* _TEXT_:
= Beginning of Section =

Gridlock on issues ranging from terrorism designations and conflict resolution, to climate finance and development, has eroded the credibility of multilateral mechanisms. The slowing of the SDG agenda, the inequities of pandemic response and the uneven impact of sanctions and financial tightening on the Global South have all underscored the urgency of reformed multilateralism.

India’s answer has been two-fold: to push for structural reform, including an expanded and more representative Security Council and retooled international financial institutions; and, concurrently, to use coalitions like the G20, BRICS, IBSA and the Voice of the Global South to advance concrete outcomes.

During its G20 presidency, India helped refocus the agenda on development, climate action, data for development, and inclusive digital public infrastructure. BRICS, too, has become a forum where concerns about the weaponisation of finance, the volatility of trade and the equity of climate responsibilities are increasingly being looked at from the perspective of emerging and developing economies.

Through all this, India has consistently emphasised that multilateralism must deliver both peace and development, if it is to retain legitimacy.

India and the Global South

Perhaps no aspect of India’s foreign policy has seen greater normative articulation than its engagement with the Global South, where India has sought to position itself not as a spokesperson but as a bridge, an enabler of agency, and a provider of public goods.

Conceptually, India’s Global South diplomacy challenges the notion that global order reform requires only great-power consensus. Instead, it argues that legitimacy and fairness must come from the periphery as much as from the centre. This is also a critique – quiet but persistent – of global governance structures that have failed to adapt to new realities and deliver inclusive outcomes.

The clearest expression of India’s evolving role is its self‑conscious positioning as a bridge and voice for the Global South. The Voice of the Global South Summits convened by India have brought together over a hundred countries to articulate shared concerns on debt, food and energy security, climate justice and technology access.

Initiatives such as the International Solar Alliance, the Coalition for Disaster Resilient Infrastructure, the Global Biofuels Alliance and support for digital public infrastructure across continents exemplify how India seeks to move from rhetoric to tangible public goods.
India’s own development journey and its record of sharing vaccines, medicines, capacity‑building and infrastructure support with partner countries, provides a degree of credibility to this leadership claim.

= End of Section =

* _ENTRIES SHOWN_:
= Beginning of Section =

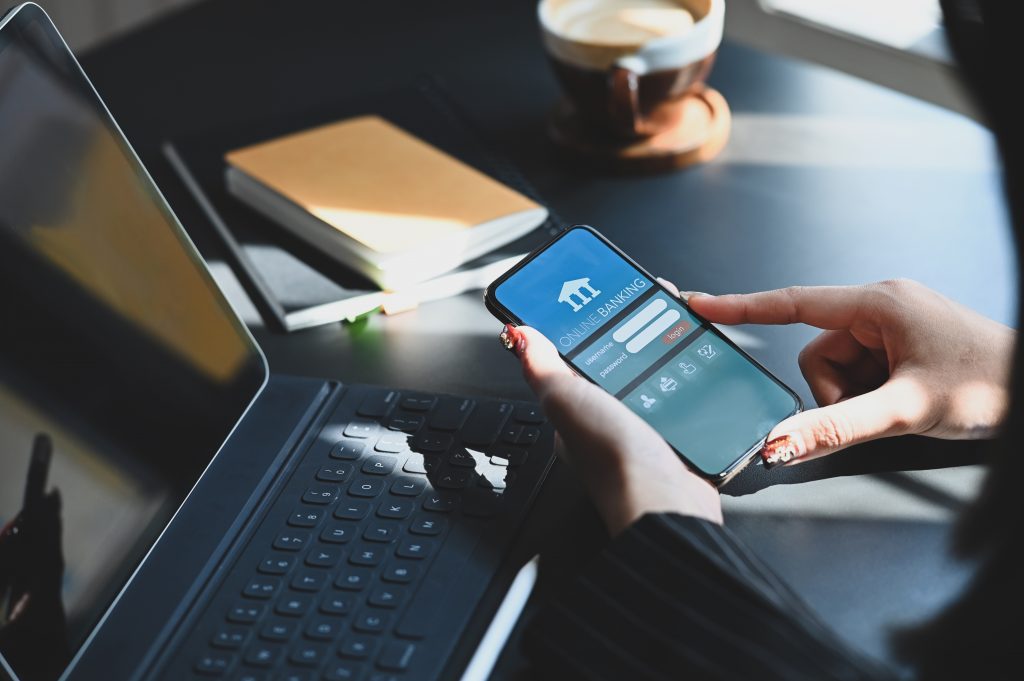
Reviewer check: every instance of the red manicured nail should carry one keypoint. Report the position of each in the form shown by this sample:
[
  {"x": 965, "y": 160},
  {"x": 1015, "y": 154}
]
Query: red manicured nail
[
  {"x": 511, "y": 339},
  {"x": 781, "y": 450}
]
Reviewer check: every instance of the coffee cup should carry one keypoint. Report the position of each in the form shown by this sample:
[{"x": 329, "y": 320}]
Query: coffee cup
[{"x": 627, "y": 66}]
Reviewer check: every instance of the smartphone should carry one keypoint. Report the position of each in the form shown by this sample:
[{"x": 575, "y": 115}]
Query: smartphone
[{"x": 617, "y": 327}]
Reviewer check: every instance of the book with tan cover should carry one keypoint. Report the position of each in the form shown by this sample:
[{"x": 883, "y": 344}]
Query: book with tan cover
[{"x": 380, "y": 200}]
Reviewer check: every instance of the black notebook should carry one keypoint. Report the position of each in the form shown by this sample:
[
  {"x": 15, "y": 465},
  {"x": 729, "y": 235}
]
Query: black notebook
[{"x": 293, "y": 285}]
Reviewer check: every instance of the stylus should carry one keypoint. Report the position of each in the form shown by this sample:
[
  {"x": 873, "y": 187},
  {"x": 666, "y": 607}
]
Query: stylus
[{"x": 504, "y": 623}]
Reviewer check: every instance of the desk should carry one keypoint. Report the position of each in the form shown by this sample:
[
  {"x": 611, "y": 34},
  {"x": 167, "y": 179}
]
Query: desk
[{"x": 826, "y": 180}]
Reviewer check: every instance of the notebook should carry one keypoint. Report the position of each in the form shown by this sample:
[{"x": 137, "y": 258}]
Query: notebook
[
  {"x": 296, "y": 286},
  {"x": 379, "y": 200}
]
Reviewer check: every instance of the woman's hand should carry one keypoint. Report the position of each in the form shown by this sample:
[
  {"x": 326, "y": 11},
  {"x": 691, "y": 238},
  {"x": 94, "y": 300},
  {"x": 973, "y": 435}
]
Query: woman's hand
[
  {"x": 895, "y": 358},
  {"x": 627, "y": 467}
]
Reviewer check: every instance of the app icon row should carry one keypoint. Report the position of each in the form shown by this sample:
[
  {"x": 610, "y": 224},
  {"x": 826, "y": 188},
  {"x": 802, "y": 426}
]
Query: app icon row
[{"x": 670, "y": 380}]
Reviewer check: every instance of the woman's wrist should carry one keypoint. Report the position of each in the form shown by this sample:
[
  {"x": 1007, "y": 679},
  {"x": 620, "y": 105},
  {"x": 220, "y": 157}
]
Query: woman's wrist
[{"x": 629, "y": 492}]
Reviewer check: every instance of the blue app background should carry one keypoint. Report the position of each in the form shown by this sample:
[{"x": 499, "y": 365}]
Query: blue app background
[
  {"x": 711, "y": 403},
  {"x": 613, "y": 364},
  {"x": 708, "y": 400},
  {"x": 579, "y": 256}
]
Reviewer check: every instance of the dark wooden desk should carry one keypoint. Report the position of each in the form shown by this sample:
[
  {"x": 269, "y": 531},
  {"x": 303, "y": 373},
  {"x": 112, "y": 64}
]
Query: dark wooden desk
[{"x": 826, "y": 180}]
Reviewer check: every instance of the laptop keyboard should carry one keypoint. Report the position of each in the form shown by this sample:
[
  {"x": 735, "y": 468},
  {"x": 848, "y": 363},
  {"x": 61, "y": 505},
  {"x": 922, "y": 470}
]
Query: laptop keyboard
[{"x": 376, "y": 551}]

= End of Section =

* _YOUR TASKS_:
A. Answer these questions from the passage on India's foreign policy:
(i) Which coalitions does India use to advance concrete outcomes?
(ii) How many countries have the Voice of the Global South Summits brought together?
(iii) What did India help refocus the agenda on during its G20 presidency?
B. Which initiatives does the passage on India's foreign policy give as examples of India moving from rhetoric to tangible public goods? List all of them.
C. Does each statement agree with the passage on India's foreign policy? Answer yes or no, and quote the words that decide it.
(i) India has sought to position itself as a spokesperson for the Global South.
(ii) India's Global South diplomacy holds that global order reform requires only great-power consensus.
(iii) India has emphasized that multilateralism must deliver both peace and development to keep its legitimacy.

* _ANSWERS BY ITEM_:
A.
(i) The G20, BRICS, IBSA and the Voice of the Global South.
(ii) Over a hundred countries.
(iii) Development, climate action, data for development, and inclusive digital public infrastructure.

B.
- The International Solar Alliance
- The Coalition for Disaster Resilient Infrastructure
- The Global Biofuels Alliance
- Support for digital public infrastructure across continents

C.
(i) No: "not as a spokesperson but as a bridge, an enabler of agency, and a provider of public goods."
(ii) No: "challenges the notion that global order reform requires only great-power consensus."
(iii) Yes: "multilateralism must deliver both peace and development, if it is to retain legitimacy."